The registrant’s other certifying officer(s) and I are responsible for establishing and maintaining disclosure controls and procedures (as defined in Exchange Act Rules 13a-15(e) and 15d-15(e)) and internal control over financial reporting (as defined in Exchange Act Rules 13a-15(f) and 15d-15(f)) for the registrant and have:


 

(a)

Designed such disclosure controls and procedures, or caused such disclosure controls and procedures to be designed under our supervision, to ensure that material information relating to the registrant is made known to us by others within those entities, particularly during the period in which this report is being prepared;

 

(b)

Designed such internal control over financial reporting, or caused such internal control over financial reporting to be designed under our supervision, to provide reasonable assurance regarding the reliability of financial reporting and the preparation of financial statements for external purposes in accordance with generally accepted accounting principles;

 

(c)

--------------------------------

Exercise goal:
Answer these questions about the passage on disclosure controls:
(a) Which Exchange Act Rules define disclosure controls and procedures?
(b) In item (a), during what period in particular must material information be made known?
(c) In item (b), what must the preparation of financial statements for external purposes follow?

--------------------------------

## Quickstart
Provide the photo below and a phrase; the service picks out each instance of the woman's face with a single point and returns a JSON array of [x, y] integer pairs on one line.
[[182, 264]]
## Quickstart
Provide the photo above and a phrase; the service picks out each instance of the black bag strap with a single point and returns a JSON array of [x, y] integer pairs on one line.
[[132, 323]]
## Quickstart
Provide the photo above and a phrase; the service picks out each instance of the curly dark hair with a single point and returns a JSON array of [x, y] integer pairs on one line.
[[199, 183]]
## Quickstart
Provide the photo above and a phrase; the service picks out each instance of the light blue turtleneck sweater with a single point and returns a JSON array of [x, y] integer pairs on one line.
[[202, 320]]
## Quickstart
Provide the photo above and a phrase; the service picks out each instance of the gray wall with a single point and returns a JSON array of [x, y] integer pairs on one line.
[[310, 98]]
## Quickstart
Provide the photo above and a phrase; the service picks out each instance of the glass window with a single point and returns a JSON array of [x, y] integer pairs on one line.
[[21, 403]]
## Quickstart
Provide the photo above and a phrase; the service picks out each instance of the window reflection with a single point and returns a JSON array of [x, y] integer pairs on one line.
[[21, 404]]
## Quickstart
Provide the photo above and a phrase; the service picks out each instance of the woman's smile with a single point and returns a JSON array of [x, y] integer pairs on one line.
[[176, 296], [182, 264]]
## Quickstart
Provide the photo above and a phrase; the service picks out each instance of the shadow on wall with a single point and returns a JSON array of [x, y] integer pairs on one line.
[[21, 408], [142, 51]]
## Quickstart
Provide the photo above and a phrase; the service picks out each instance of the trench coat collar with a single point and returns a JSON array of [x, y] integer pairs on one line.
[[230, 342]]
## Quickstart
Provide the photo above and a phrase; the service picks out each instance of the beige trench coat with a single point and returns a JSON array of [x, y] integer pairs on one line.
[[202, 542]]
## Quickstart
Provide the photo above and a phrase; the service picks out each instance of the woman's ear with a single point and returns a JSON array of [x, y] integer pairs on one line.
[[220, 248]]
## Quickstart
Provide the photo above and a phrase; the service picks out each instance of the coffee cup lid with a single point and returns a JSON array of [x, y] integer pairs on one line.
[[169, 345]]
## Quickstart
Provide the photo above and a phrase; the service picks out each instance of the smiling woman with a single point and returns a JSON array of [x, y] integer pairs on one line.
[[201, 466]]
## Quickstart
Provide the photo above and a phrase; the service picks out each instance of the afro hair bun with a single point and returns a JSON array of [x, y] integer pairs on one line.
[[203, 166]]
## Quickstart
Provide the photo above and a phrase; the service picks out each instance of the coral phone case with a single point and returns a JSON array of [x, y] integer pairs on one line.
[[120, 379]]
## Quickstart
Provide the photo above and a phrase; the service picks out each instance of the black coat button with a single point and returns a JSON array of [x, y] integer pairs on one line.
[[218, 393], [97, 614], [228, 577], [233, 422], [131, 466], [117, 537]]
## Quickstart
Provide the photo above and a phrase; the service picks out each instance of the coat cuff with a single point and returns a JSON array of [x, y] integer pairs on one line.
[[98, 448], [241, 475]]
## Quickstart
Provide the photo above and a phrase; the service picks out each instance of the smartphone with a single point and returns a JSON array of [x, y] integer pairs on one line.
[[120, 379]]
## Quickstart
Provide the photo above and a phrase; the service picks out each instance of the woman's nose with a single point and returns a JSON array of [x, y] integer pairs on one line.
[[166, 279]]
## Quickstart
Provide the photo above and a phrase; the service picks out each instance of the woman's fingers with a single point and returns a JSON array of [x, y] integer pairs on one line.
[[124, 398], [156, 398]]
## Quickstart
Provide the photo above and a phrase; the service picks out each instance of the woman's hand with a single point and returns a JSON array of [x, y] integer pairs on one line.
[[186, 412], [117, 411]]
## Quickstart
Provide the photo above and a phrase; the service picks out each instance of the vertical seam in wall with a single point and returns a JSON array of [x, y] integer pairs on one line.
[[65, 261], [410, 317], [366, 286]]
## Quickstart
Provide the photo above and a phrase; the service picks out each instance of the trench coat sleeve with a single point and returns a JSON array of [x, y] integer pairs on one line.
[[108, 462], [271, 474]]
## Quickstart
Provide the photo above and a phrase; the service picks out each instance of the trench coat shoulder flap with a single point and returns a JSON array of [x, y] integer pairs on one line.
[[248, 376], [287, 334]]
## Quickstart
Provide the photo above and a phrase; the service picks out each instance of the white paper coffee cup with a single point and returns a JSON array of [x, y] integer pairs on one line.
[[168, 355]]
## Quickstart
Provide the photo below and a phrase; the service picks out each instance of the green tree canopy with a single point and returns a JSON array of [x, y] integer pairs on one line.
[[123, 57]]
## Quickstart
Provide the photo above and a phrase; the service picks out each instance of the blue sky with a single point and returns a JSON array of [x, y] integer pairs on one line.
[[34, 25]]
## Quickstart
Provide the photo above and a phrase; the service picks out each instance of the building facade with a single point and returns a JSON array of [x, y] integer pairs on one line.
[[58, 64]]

--------------------------------

Written answer:
(a) Exchange Act Rules 13a-15(e) and 15d-15(e)
(b) The period in which this report is being prepared
(c) Generally accepted accounting principles